Return the lines beginning at the one that contains "For the evaluation set, pick out each instance of the power" and continuing to the end of the entries, including both ends, exactly as written and nothing else.
--- start of PROVIDED MATERIAL ---
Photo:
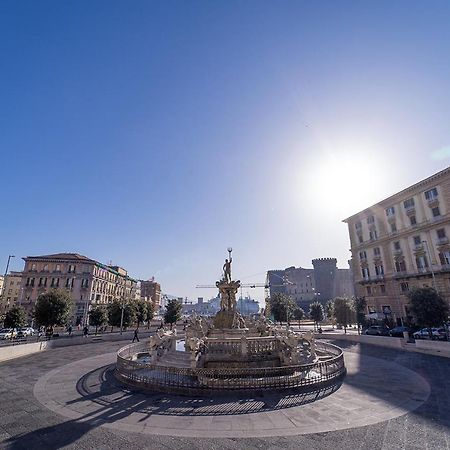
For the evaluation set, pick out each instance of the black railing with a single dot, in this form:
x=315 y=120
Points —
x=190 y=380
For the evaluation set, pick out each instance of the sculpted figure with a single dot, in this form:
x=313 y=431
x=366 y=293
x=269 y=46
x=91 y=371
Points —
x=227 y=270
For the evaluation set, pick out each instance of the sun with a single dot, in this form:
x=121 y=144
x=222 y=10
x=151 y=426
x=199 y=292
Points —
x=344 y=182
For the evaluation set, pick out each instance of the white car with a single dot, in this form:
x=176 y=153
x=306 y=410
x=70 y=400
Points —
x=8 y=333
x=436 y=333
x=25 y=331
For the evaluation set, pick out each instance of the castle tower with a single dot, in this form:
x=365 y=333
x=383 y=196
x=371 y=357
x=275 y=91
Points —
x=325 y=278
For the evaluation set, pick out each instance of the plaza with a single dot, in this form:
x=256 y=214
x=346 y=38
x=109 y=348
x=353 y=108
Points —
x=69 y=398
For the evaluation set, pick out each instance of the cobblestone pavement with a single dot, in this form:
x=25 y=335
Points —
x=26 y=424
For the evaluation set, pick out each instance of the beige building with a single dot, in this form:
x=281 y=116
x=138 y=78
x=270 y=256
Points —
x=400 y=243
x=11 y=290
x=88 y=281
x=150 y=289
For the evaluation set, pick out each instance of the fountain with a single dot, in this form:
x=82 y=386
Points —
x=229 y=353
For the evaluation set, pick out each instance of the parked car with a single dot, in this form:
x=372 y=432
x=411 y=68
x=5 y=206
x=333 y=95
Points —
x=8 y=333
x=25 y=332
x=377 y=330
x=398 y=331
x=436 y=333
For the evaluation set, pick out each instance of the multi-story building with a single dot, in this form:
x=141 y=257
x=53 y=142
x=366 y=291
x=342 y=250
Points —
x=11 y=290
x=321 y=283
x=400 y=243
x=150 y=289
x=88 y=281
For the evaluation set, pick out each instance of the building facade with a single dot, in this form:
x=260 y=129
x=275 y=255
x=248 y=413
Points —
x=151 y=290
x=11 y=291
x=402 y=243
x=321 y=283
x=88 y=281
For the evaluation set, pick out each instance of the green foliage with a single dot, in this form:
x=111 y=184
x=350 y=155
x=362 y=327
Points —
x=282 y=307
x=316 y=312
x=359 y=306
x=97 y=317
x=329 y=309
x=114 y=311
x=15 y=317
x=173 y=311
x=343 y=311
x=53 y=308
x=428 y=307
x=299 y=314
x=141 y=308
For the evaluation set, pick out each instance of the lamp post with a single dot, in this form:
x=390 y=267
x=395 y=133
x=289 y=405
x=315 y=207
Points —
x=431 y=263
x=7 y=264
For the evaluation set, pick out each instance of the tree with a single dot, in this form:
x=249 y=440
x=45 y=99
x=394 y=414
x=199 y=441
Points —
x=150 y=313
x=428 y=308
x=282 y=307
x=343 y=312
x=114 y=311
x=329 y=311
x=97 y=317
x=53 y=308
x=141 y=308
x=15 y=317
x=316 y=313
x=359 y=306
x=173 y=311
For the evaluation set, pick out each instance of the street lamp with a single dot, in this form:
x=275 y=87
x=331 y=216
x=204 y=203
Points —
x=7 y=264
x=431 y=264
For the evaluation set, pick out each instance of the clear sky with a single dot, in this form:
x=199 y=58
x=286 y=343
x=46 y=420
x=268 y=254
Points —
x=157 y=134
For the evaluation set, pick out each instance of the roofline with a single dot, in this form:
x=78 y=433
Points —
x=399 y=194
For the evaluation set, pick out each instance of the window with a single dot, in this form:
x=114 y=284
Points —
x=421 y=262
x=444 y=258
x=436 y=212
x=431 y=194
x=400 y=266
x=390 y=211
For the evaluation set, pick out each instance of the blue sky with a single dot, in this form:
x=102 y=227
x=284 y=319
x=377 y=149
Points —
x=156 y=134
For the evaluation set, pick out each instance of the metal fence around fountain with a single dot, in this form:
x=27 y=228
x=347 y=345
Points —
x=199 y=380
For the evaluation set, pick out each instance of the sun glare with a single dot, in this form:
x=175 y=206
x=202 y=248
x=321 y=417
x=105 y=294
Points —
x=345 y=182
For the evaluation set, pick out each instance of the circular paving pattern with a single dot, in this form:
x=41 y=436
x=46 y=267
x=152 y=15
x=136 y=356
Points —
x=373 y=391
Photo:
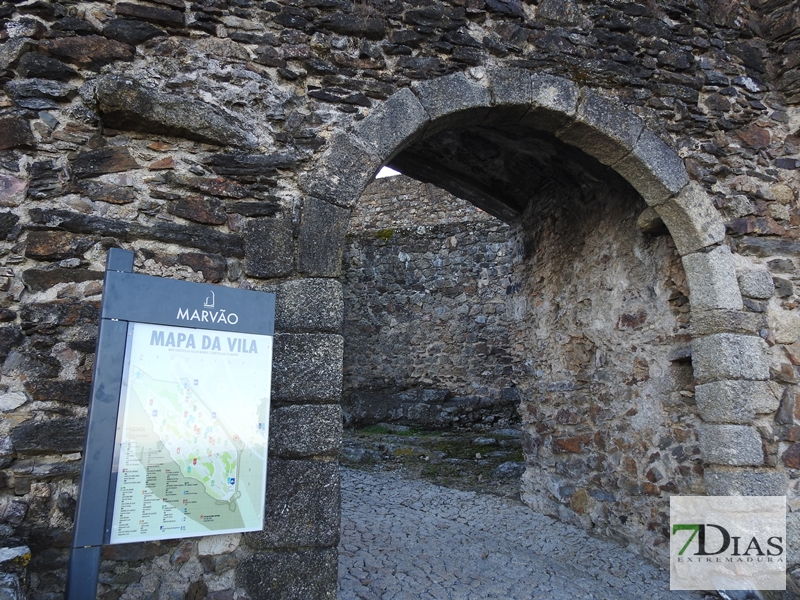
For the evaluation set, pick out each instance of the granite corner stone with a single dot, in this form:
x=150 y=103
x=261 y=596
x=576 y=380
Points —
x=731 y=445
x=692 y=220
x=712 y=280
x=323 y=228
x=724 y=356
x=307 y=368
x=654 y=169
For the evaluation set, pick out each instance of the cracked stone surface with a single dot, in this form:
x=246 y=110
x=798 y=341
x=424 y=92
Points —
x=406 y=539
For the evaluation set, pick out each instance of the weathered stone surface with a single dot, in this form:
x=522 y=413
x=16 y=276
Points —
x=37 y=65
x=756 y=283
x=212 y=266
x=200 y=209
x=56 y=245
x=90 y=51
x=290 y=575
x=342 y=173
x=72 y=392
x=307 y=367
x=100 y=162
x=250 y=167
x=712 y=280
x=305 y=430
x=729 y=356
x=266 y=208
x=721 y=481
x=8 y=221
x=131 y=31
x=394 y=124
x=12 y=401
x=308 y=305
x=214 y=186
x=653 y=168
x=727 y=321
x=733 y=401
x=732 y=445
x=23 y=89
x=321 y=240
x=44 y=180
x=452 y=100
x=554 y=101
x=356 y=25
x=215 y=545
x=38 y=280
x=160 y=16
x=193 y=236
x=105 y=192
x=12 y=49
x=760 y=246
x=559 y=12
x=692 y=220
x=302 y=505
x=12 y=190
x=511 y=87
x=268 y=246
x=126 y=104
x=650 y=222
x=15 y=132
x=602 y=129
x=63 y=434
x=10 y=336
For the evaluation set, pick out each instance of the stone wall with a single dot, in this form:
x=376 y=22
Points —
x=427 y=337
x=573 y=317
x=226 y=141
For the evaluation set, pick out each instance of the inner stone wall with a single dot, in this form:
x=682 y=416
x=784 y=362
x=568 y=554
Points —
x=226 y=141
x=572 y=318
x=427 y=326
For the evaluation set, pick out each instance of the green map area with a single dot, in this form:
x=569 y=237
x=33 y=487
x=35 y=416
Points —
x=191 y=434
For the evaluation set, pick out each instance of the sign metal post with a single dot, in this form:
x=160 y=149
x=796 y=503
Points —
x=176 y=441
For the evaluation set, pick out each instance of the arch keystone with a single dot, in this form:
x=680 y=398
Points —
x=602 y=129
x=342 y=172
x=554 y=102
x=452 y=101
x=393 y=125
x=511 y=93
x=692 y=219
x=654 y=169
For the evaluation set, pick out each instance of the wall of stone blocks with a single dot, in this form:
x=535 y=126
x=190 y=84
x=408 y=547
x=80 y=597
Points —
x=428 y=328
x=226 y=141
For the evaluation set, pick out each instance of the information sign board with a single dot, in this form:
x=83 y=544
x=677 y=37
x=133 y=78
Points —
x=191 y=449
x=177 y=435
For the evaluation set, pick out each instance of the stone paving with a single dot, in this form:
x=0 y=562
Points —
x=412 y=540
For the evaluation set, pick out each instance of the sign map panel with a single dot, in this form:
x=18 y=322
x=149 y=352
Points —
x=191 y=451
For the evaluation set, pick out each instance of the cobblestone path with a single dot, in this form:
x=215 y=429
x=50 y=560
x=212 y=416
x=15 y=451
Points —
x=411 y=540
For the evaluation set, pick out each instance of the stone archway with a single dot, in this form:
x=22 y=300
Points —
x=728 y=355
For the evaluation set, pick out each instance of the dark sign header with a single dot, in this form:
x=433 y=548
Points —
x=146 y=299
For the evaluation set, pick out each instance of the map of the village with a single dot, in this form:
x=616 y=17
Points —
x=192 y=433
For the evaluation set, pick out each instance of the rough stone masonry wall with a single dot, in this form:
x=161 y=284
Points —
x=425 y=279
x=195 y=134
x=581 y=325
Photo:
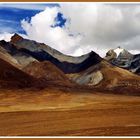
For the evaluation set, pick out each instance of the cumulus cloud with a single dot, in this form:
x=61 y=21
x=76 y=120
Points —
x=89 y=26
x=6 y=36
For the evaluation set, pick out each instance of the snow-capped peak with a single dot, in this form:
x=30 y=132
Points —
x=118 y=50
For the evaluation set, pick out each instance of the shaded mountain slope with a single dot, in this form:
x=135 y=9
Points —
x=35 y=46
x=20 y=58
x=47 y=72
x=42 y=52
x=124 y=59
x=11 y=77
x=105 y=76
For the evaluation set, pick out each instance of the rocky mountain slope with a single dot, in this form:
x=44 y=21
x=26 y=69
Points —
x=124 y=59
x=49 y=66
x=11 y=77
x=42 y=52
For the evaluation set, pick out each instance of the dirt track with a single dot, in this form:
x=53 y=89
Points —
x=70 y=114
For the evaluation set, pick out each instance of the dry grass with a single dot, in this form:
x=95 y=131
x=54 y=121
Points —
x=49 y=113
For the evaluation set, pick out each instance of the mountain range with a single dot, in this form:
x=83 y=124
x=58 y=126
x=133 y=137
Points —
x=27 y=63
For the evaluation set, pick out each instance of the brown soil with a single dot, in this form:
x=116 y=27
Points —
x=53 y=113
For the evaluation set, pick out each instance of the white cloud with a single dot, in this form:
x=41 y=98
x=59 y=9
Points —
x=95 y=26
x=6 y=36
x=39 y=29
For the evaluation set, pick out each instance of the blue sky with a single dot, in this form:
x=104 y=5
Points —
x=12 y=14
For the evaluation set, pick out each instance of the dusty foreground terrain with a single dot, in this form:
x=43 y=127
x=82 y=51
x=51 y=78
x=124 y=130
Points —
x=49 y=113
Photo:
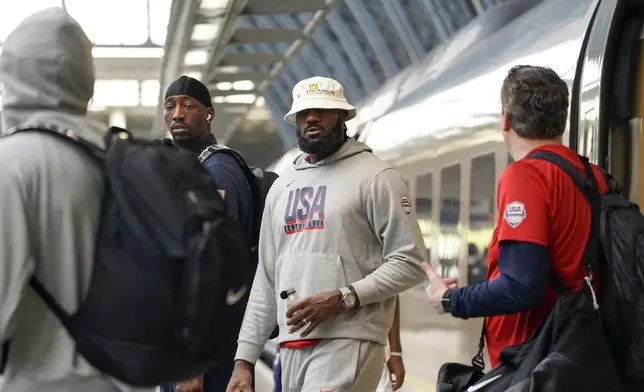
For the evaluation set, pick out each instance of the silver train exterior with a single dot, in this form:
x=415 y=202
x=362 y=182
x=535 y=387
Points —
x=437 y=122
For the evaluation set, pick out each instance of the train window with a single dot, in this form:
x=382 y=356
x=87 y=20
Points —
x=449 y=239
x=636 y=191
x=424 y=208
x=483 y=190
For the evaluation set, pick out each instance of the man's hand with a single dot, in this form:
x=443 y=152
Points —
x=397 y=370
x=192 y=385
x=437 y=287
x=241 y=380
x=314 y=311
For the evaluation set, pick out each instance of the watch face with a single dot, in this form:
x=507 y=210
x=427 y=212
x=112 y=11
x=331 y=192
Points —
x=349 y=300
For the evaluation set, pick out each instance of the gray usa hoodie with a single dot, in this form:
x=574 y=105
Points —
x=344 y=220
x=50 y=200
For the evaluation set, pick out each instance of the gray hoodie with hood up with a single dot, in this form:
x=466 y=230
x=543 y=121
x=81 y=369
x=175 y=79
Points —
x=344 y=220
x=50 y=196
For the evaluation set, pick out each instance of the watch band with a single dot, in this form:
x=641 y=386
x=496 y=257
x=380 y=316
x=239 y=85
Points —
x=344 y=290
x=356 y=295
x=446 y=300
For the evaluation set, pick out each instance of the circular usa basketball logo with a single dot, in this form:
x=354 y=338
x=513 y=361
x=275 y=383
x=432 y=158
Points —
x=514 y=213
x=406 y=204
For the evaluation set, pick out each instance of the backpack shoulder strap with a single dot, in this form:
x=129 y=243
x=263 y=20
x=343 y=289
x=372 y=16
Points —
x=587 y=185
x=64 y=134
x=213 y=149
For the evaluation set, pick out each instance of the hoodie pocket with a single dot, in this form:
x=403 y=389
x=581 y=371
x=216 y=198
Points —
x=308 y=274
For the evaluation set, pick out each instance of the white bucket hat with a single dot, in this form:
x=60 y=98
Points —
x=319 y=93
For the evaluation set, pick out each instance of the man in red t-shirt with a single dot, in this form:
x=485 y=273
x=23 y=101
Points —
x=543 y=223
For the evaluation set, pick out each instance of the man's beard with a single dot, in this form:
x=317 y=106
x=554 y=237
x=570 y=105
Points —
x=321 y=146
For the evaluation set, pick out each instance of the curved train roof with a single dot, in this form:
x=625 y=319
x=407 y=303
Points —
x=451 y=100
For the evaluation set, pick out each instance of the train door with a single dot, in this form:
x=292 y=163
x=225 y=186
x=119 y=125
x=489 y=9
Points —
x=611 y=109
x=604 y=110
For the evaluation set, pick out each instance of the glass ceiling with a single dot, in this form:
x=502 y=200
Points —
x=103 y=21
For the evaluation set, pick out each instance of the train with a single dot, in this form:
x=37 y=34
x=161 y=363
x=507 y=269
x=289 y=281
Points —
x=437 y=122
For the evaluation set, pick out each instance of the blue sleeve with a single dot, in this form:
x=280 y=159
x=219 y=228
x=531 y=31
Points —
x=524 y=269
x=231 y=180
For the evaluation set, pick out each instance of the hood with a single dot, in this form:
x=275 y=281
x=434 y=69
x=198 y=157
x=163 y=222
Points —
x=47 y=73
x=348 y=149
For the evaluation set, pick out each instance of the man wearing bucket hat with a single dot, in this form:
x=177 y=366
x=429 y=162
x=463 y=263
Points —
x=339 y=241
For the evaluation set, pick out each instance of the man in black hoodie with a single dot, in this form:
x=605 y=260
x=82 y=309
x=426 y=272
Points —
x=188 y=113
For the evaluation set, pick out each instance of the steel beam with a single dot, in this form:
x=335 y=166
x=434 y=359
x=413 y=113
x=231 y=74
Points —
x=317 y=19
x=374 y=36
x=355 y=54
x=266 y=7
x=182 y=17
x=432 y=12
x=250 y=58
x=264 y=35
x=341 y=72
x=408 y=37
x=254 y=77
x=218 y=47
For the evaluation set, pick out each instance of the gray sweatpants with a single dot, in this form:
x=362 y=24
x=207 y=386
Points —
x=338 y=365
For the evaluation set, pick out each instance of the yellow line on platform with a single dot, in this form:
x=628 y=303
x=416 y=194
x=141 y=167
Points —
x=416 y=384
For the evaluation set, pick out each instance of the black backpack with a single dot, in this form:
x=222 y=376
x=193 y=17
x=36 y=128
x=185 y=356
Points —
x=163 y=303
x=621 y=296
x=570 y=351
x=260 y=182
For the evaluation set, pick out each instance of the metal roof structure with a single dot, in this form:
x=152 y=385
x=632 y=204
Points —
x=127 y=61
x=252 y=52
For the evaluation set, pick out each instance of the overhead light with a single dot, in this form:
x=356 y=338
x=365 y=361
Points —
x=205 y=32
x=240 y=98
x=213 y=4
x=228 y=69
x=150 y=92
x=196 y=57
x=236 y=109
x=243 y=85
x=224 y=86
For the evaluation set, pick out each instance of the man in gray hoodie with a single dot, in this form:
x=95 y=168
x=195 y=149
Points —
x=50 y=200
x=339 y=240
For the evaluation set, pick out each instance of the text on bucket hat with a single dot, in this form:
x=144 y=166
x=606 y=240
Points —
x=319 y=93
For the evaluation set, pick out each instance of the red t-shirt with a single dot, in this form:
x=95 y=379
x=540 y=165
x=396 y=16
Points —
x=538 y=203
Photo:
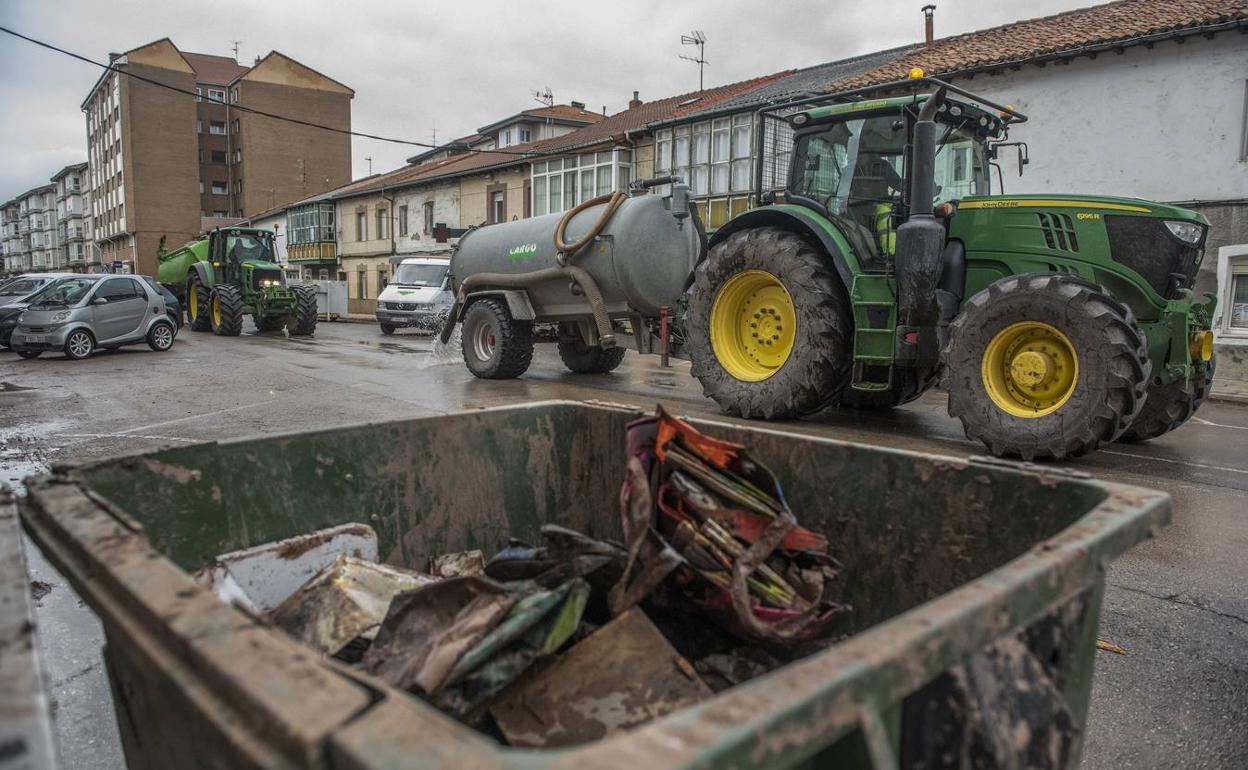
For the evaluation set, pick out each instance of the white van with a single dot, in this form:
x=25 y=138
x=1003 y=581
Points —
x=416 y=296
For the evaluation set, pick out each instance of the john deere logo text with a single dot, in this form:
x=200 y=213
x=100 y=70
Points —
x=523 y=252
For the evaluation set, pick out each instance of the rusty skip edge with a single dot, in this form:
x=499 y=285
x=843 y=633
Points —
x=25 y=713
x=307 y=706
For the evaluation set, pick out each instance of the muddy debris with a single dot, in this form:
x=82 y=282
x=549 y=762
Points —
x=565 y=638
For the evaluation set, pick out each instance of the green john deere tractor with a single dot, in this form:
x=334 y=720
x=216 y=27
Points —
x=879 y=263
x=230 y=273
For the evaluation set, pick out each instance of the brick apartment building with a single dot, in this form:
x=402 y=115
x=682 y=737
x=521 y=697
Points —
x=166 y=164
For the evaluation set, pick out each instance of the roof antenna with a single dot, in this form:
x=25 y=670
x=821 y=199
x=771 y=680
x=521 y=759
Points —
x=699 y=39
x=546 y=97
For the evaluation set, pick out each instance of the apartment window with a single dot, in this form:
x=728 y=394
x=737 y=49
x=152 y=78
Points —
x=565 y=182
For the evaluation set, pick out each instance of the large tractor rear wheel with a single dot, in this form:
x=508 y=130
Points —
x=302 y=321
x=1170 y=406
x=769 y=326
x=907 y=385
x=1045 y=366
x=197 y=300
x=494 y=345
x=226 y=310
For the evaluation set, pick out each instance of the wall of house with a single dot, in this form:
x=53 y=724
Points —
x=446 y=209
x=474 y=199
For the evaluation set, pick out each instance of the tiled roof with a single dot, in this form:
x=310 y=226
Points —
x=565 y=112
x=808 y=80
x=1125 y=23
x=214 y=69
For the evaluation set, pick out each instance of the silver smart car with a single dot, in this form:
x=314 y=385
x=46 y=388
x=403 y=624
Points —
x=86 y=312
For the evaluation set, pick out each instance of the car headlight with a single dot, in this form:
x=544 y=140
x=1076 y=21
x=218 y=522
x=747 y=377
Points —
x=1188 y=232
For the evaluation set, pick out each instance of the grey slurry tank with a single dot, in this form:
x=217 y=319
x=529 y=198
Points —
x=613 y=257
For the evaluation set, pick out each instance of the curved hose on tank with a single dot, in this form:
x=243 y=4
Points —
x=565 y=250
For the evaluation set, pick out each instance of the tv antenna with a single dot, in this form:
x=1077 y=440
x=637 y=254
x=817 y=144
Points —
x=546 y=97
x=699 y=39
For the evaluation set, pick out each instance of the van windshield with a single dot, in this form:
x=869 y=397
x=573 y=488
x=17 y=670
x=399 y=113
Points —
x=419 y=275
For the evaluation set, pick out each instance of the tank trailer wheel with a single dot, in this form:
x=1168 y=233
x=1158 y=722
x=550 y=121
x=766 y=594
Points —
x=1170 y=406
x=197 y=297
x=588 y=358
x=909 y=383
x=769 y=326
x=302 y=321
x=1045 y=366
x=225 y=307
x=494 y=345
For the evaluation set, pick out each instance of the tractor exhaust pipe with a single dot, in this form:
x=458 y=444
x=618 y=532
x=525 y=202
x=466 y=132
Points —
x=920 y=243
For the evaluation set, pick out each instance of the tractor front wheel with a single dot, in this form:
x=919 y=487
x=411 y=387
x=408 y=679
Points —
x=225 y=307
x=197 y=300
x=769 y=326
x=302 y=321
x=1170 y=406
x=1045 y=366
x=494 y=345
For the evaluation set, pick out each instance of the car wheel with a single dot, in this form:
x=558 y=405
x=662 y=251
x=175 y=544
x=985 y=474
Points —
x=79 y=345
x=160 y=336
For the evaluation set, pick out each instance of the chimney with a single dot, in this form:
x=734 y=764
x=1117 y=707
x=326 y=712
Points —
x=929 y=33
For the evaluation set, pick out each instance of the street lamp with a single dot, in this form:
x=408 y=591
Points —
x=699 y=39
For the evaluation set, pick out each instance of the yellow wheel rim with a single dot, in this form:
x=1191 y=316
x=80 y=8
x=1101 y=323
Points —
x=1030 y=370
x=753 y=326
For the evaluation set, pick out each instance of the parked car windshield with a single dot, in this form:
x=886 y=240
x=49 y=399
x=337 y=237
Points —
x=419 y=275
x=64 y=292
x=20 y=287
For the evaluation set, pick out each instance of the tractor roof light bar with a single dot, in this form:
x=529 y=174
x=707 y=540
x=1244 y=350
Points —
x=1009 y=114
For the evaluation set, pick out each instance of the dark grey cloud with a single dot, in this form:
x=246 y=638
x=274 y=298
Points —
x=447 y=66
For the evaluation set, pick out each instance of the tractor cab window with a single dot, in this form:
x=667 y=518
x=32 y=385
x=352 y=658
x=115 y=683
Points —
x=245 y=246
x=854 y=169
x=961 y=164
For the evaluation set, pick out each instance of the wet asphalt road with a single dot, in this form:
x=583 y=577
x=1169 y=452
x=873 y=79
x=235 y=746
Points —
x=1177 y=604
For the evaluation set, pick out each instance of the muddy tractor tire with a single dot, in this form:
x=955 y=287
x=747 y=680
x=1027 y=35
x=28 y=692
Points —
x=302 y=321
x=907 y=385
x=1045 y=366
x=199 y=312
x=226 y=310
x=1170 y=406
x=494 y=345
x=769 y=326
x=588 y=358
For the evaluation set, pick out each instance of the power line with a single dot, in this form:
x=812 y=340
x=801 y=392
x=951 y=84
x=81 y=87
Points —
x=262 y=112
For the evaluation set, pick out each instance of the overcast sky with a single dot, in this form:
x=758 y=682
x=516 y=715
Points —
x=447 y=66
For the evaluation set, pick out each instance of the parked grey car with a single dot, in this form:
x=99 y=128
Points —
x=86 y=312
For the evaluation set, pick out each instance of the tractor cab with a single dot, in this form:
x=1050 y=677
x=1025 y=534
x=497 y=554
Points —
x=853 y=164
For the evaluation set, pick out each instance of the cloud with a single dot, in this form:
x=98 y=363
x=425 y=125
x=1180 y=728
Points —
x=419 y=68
--- end of PROVIDED MATERIAL ---
- RESPONSE TO THE TASK -
For the evaluation set, pick out each instance of the power line with a single dot, in this form:
x=812 y=340
x=801 y=392
x=951 y=84
x=81 y=87
Points —
x=262 y=112
For the evaluation set, pick out each instance of the overcast sky with a single dot, in this form:
x=758 y=682
x=516 y=715
Points —
x=447 y=66
For the evaluation set, pick out each instance of the parked grey car with a single dot, in this form:
x=99 y=128
Points —
x=86 y=312
For the evaluation set, pick out each instance of the tractor cab with a single dot, in this form:
x=1050 y=677
x=1025 y=534
x=497 y=554
Points —
x=853 y=164
For the evaluation set, pick out each instance of the cloud with a single dot, in this form:
x=98 y=363
x=425 y=125
x=1180 y=728
Points —
x=419 y=68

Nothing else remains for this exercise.